#### PROBLEM TO SOLVE
Set down all of the entries word for word, omitting the images they contain.
===== EXERCISE DATA
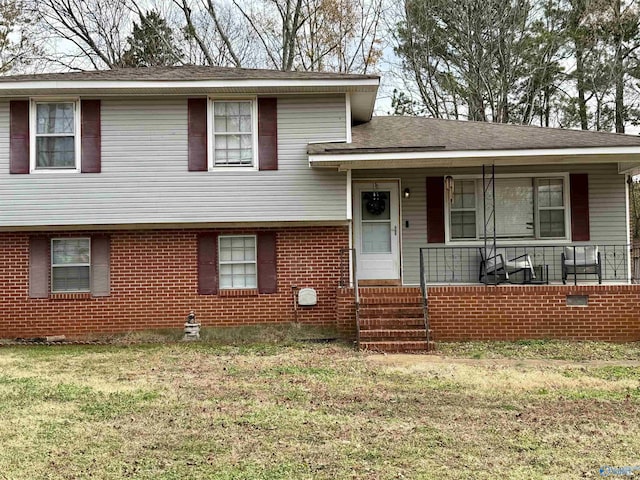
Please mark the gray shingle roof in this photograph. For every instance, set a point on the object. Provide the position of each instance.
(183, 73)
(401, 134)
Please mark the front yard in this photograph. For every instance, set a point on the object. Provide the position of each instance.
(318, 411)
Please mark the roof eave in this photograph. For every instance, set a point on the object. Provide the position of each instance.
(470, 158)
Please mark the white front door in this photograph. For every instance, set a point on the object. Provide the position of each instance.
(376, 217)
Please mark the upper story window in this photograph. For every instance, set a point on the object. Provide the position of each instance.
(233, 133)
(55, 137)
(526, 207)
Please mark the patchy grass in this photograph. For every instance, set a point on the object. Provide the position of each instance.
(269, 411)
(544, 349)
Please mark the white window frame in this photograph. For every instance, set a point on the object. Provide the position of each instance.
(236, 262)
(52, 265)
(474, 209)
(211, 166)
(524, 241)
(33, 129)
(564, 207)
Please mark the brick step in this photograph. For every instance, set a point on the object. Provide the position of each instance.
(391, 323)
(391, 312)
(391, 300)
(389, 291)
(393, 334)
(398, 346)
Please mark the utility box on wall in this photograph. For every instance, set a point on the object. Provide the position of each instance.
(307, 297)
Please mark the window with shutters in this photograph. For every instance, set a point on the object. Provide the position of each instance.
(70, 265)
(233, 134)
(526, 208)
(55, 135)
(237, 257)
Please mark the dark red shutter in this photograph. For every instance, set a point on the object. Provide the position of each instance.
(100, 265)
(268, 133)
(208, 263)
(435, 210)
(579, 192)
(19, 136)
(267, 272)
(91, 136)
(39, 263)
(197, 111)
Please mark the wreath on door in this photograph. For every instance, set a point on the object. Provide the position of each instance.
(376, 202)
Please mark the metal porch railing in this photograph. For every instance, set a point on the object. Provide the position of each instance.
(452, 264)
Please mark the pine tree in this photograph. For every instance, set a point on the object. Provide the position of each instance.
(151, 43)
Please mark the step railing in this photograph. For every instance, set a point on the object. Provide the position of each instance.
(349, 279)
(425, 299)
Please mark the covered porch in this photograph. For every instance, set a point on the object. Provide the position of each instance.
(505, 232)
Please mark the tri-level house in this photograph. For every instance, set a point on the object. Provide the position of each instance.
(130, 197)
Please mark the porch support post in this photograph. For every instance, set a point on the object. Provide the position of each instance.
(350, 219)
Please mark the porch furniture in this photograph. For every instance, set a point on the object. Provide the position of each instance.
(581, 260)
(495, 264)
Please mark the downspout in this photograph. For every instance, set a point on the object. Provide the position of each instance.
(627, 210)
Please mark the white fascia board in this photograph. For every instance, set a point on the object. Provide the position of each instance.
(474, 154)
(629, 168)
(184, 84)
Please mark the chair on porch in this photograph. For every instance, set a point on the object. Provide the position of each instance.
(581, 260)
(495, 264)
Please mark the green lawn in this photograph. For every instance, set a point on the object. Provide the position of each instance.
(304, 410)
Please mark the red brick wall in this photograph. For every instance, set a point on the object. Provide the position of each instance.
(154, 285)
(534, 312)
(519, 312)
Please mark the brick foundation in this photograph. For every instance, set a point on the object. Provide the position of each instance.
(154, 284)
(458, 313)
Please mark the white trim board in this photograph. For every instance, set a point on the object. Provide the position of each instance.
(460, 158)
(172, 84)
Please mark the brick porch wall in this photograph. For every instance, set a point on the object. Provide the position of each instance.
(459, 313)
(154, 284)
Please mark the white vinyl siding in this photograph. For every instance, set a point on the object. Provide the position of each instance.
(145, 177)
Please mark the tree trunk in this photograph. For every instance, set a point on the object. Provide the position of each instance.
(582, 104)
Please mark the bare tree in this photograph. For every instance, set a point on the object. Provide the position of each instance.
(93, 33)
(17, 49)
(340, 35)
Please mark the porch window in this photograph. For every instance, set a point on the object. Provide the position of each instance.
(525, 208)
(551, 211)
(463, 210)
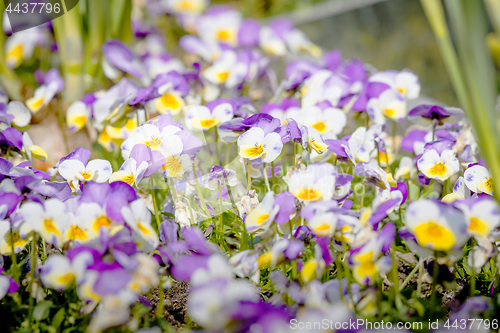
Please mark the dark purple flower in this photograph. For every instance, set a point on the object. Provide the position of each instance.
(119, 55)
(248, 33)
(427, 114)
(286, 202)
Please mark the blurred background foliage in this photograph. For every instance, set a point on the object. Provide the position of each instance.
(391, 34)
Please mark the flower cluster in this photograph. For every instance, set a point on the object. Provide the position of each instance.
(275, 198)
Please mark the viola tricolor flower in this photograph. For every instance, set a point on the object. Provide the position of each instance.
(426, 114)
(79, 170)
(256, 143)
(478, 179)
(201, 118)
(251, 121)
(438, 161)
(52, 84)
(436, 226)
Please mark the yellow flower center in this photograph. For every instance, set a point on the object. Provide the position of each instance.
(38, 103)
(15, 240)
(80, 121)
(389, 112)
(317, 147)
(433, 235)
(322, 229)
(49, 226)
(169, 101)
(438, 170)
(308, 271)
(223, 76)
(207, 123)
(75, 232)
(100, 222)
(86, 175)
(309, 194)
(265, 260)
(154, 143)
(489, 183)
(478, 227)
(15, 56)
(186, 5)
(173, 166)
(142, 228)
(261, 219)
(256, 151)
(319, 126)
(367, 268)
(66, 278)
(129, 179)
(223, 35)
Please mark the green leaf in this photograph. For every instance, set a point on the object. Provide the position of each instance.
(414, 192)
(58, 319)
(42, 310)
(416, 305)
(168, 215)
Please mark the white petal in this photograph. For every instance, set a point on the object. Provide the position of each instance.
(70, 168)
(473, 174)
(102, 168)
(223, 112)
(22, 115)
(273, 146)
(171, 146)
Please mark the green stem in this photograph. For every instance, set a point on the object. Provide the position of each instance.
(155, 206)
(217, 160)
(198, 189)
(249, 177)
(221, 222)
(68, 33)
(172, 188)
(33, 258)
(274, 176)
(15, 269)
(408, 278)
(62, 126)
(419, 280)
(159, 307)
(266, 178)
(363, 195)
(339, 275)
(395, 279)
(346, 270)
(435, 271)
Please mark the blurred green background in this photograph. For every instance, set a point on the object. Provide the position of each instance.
==========
#### TASK RESPONSE
Please mark the gray shingle roof in this photograph. For every instance, set a point on the object. Provide the position of each instance.
(183, 73)
(401, 134)
Please mark the front yard in this photograph. For every instance, set a point on the object. Provide the position of each instance.
(318, 411)
Please mark the roof eave in this photograph. For every instance, set a point on the object. Provide the position of each instance.
(470, 158)
Please mark the white front door in this photograph. For every instance, set a point on the object. Provide the position of each instance.
(376, 217)
Please mark the upper story window in this photograph. For every instance, set a point on the object. Provide the position of each instance.
(233, 133)
(55, 137)
(526, 207)
Please mark the patchy grass in this photograph. For every instance, set a point on the object. Provide the position of each instance.
(269, 411)
(544, 349)
Please mark the white window frame in this photograph. For every instance, set a point on the object. Provide the position of each instance.
(236, 262)
(52, 265)
(474, 209)
(211, 166)
(524, 241)
(33, 129)
(564, 207)
Please mark the brick step in this photograph. For every instance, set a point on the object. Provide the position of each instance.
(391, 323)
(391, 312)
(391, 300)
(389, 291)
(393, 334)
(398, 346)
Please mark the utility box on wall in this photograph. For every instance, set a point on the object. Provide the position of each instance.
(307, 297)
Please mark the window with shutters in this photograph. For every instance, set a point on the object. Provide the position of each instance.
(70, 265)
(233, 134)
(526, 208)
(55, 135)
(237, 257)
Please mark the dark red shutter in this photograph. For every instance, set a point on the object. Provide the position of each instance.
(100, 265)
(268, 133)
(208, 263)
(435, 210)
(579, 192)
(19, 136)
(267, 272)
(91, 136)
(39, 263)
(197, 111)
Please mark the wreath on door in this photograph. For every instance, set a point on the object. Provide the position of each instance.
(376, 202)
Please mark the metal porch railing in this photograph. For every instance, set a point on the object. Provide the position of each instance.
(452, 264)
Please mark the pine tree in this photograph. For every instance, set a point on the object. Provide the position of each instance.
(151, 43)
Please mark the step railing in this photograph. For every instance, set a point on the object. Provide the position of each instance.
(349, 279)
(425, 299)
Please mark the covered porch in this photograph. For every instance, set a point on the object. Provide the position of each instance.
(505, 232)
Please mark the tri-level house in this photograph. For every instance, set a point on the object. Provide the position of each instance.
(130, 197)
Please mark the porch support post in this photograph. For every instance, set a point on the object. Provide the position of each instance.
(350, 219)
Please mark the porch furniture in this photograph. For every instance, set a point on the object. Provide the position of each instance.
(581, 260)
(495, 264)
Please mark the downspout in this photograph. For every instance, set a point on the object. Provide the position of each instance.
(627, 210)
Please mark the white fascia board in this photograph. For every instance, set a point on the object. Provide the position of each instance.
(474, 154)
(629, 168)
(184, 84)
Please mark the chair on porch in this photograph. For every instance, set a point on the object. Provide the position of each instance.
(581, 260)
(495, 264)
Please mark the green lawn in this photograph. For every instance, set a point on the object. Provide the position of each instance.
(304, 410)
Please mark the red brick wall in this photograph. For every instance, set a point on the object. Provide the position of each instance.
(154, 285)
(534, 312)
(519, 312)
Please mark the brick foundation in this photograph. For every instance, set a point on the object. Provide the position of each instance.
(154, 284)
(458, 313)
Please mark the white trim board in this photograph. For every instance, set a point on the object. Provide the position of each instance.
(460, 158)
(172, 84)
Please mark the brick porch wall in this photograph. For every instance, set a point on the object. Provide the position of each instance.
(459, 313)
(154, 284)
Please mark the white vinyl siding in this photograph. For every instance, set a point on the object. Provide the position of each instance.
(145, 177)
Please mark the tree trunk in this photograph. For every instance, set a point on the object. Provide the position of each instance.
(582, 104)
Please mark the bare tree in this photograph. For every instance, set a point on the object. Provide the position of each instance.
(93, 33)
(17, 49)
(340, 35)
Please mark the porch window in this photograph. For every instance, set a point on the object. Provide the position of each instance.
(525, 208)
(551, 211)
(463, 210)
Please mark the dark purple flower in this photograph. For every instance, set a point on the object. Provide the position of each instance.
(119, 55)
(248, 33)
(427, 114)
(286, 202)
Please mark the blurred background foliage in this photograph. For every instance, set a point on the object. Provide the position of each instance.
(391, 34)
Please mark the flower cluster in this photograph. For every instance, set a point on the object. Provide the position of each instance.
(275, 198)
Please mark the viola tricolor flower in this photograph. For every instance, set a point on the object. Provide the position of each instance.
(426, 114)
(79, 170)
(256, 143)
(478, 179)
(201, 118)
(251, 121)
(438, 161)
(52, 84)
(436, 226)
Please mark the yellow flower center in this photograph. For every instance, set a point on the object. Provide the position of each instance.
(38, 103)
(15, 240)
(80, 121)
(389, 112)
(317, 147)
(433, 235)
(322, 229)
(49, 226)
(169, 101)
(438, 170)
(308, 271)
(223, 76)
(207, 123)
(75, 232)
(100, 222)
(86, 175)
(309, 194)
(265, 260)
(154, 143)
(489, 183)
(478, 227)
(15, 56)
(186, 5)
(173, 166)
(142, 228)
(261, 219)
(256, 151)
(319, 126)
(367, 268)
(66, 278)
(129, 179)
(223, 35)
Please mark the green leaf in this photograph. For every instance, set a point on the object. Provide the position of each instance.
(414, 192)
(58, 319)
(42, 310)
(416, 305)
(168, 215)
Please mark the white petal in this photograph. For every instance, set a point on the object. Provide the position of each instance.
(70, 168)
(473, 174)
(102, 168)
(223, 112)
(22, 115)
(273, 146)
(171, 146)
Please mark the green stem in this photograph. For every instance, set a point on the object. Provide the position of each instance.
(155, 206)
(217, 160)
(198, 189)
(249, 177)
(221, 222)
(68, 33)
(172, 188)
(33, 258)
(274, 176)
(15, 269)
(408, 278)
(62, 126)
(419, 280)
(159, 307)
(266, 178)
(363, 195)
(339, 275)
(395, 279)
(346, 270)
(435, 271)
Please mark the blurred green background in this photograph. For every instance, set a point on the object. Provide the position of each instance.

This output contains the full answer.